→ **CONSEGNA 1**: Nell'articolo sul clan Gionta, quanti anni di carcere chiede l'accusa?

→ **DOCUMENTO DI ORIGINE**:
%%

I Gionta con l’acqua alla gola costretti a fare le estorsioni con ‘lo sconto e a rate’
Nel processo contro il clan emerge il ruolo delle donne nella gestione degli affari economici in luogo dei mariti in carcere

di REDAZIONE

TORRE ANNUNZIATA. “Pizzo a rate” e soldi facili da estorcere ad almeno 6 titolari di bar, pasticcerie e negozi di abbigliamento: l’accusa chiede «51 anni di carcere» per il clan Gionta in piena crisi. Durissima la requisitoria del procuratore generale della Corte d’Appello di Napoli, che ieri non ha fatto sconti rispetto alle pene comminate in primo grado. A gestire le casse della cosca- secondo quanto riferito ai giudici – erano le donne di Palazzo Fienga: Teresa Gionta, la sorella di Aldo “il boss-poeta”, Francesca Donnarumma e Anna Paduano. Tutte condannate, il 27 maggio 2015, rispettivamente a 9 e a 6 anni di galera.Associazione mafiosa ed estorsione aggravata dall’articolo 7.

%%

→ **CONSEGNA 2**: Estrai dai record, senza alcuna modifica, tutto ciò che va dall'inizio dei record fino alla riga che contiene "330, 721, 353, 765", entrambe le estremità incluse.

→ **RECORD ESTRATTI**:
%%

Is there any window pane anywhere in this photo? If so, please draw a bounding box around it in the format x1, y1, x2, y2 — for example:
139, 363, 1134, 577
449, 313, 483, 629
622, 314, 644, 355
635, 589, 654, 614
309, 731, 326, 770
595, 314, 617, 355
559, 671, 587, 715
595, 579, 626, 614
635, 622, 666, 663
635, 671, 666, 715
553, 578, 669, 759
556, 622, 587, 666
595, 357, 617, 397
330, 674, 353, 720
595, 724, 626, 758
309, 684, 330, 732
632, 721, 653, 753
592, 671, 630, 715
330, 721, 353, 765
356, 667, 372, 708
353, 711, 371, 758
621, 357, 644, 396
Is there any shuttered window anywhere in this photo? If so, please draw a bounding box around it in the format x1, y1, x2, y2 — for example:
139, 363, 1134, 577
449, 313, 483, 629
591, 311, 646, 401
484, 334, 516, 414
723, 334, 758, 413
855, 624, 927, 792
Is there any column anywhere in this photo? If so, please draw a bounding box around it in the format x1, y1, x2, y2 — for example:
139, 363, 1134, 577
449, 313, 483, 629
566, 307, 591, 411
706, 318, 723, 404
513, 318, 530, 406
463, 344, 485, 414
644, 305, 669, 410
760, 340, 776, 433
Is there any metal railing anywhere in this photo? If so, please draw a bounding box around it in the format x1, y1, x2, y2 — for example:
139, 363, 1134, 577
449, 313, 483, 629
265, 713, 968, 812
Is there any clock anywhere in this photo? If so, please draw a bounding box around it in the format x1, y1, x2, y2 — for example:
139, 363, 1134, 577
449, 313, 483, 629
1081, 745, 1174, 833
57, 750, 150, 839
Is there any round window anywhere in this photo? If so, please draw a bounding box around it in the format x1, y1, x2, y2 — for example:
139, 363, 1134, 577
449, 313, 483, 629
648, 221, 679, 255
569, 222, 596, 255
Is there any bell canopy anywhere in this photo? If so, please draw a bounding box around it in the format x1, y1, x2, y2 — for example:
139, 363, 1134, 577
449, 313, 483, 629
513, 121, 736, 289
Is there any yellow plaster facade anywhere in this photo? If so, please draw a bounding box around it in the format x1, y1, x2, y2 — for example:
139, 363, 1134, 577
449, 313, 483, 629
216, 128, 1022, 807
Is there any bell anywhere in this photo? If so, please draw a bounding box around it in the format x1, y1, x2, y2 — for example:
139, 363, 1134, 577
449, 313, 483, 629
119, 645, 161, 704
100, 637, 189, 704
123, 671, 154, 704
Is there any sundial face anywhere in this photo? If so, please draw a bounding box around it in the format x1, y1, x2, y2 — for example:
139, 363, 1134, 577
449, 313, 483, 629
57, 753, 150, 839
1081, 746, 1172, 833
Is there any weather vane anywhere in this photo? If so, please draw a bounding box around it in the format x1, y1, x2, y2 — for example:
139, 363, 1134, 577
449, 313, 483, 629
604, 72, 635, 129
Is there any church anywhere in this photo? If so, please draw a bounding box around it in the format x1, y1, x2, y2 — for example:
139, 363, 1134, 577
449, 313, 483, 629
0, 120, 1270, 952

%%

→ **RISPOSTA 1**: L'accusa chiede 51 anni di carcere per il clan Gionta.

→ **RISPOSTA 2**:
Is there any window pane anywhere in this photo? If so, please draw a bounding box around it in the format x1, y1, x2, y2 — for example:
139, 363, 1134, 577
449, 313, 483, 629
622, 314, 644, 355
635, 589, 654, 614
309, 731, 326, 770
595, 314, 617, 355
559, 671, 587, 715
595, 579, 626, 614
635, 622, 666, 663
635, 671, 666, 715
553, 578, 669, 759
556, 622, 587, 666
595, 357, 617, 397
330, 674, 353, 720
595, 724, 626, 758
309, 684, 330, 732
632, 721, 653, 753
592, 671, 630, 715
330, 721, 353, 765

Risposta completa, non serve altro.